### Excerpt provided
In Jaimal Yogis’ new children’s book Mop Rides the Waves of Life, the central character “Mop” becomes obsessed with surfing and his board becomes his magic carpet. Mop just wants to surf, but he struggles with big emotions like fear and doubt, especially when people tease him for his big “mop” of hair. At school, he feels insecure and frustrated, but once he enters the ocean, he discovers his secret source of power in the rise and fall of the waves.

After his surfer mom teaches him meditation and mindfulness, Mop has an epiphany: emotions move like waves.  He realizes his mind is like the sea, always changing. Why not ride good feelings (joy, love) and let the tough stuff (shame, anger) pass without panicking? Instead of shoving his buddy Toby in the sandbox, he takes his frustrations to the beach and learns to channel that energy into riding the waves.

As individuals, author Jaimal Yogis and illustrator Matt Allen experienced unique childhood traumas that took them on different personal journeys. But as surfers, they both found comfort in the sea, which eventually brought them together. They didn’t know each other before collaborating on Mop’s story, but the spiritual parallels in their biographies made them seem destined to meet and bring Mop to life.

### The problem
Extend the passage about the children's book Mop Rides the Waves of Life, starting right after its last sentence.

### Dataset content
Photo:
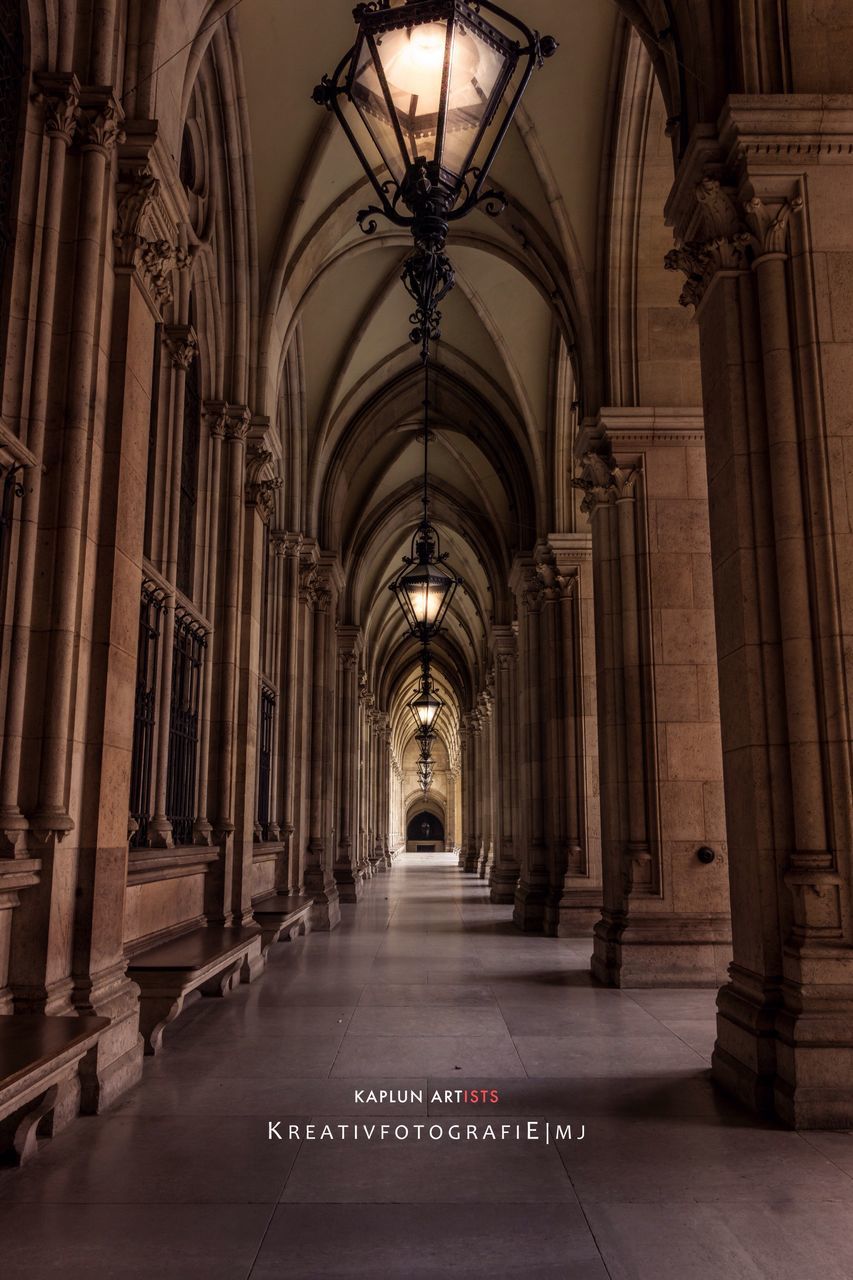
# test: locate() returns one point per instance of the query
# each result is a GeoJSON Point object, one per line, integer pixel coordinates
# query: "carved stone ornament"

### Result of the exercise
At 16, Jaimal found himself on probation for a DUI and suspended from school. Angry about his parents’ divorce, he ran away from Sacramento to Maui in hopes of dedicating himself to surfing and finding a new direction. Alone in paradise with no money, car, or home, Jaimal recounts all the challenges he faced in his entertaining memoir Saltwater Buddha.

All these challenges inspired Jaimal to develop a meditation practice while at the same time starting to take on the powerful waves of Maui’s North Shore. “Surfing and meditation were both just really hard,” remembers Yogis. “I really sucked at both. But they also made me feel more alive than ever. Like Mop, I noticed a clear connection.”

Meanwhile, across the Pacific, Matt Allen was facing his own high school crisis. “Baseball was my life as a kid,” Allen remembers. “But when I didn’t make the high school baseball team, my identity shattered.” Growing up in Southern California, Allen eventually surfaced from his deep depression and found solace and rebirth in surfing.  His passion had changed, and so did his identity.

The summer before his senior year, Allen also set off for Hawaii with a local church youth group. “Over the course of that trip, my priorities shifted a bit,” said Allen.

After committing to his faith, Matt paddled out at Oahu’s North Shore to try his own version of walking on water.  But while sitting in the lineup waiting for a wave, he sensed something wasn’t right with his body.  Matt began the 200-yard paddle to shore, only to arrive on the sand unable to speak.  He awoke dazed in an ambulance, wondering if he’d died and gone to heaven. Matt had experienced his first epileptic seizure.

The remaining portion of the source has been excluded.